··· TASK INPUT ···
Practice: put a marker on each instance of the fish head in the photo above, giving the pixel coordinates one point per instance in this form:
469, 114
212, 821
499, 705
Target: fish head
···
* EXERCISE BRIEF *
The reply must repeat all of the records precisely.

* RESPONSE AREA *
Practice: put a marker on each instance of the fish head in the photo above, giving the pixel coordinates one point per instance in this form:
469, 114
212, 821
499, 705
Target: fish head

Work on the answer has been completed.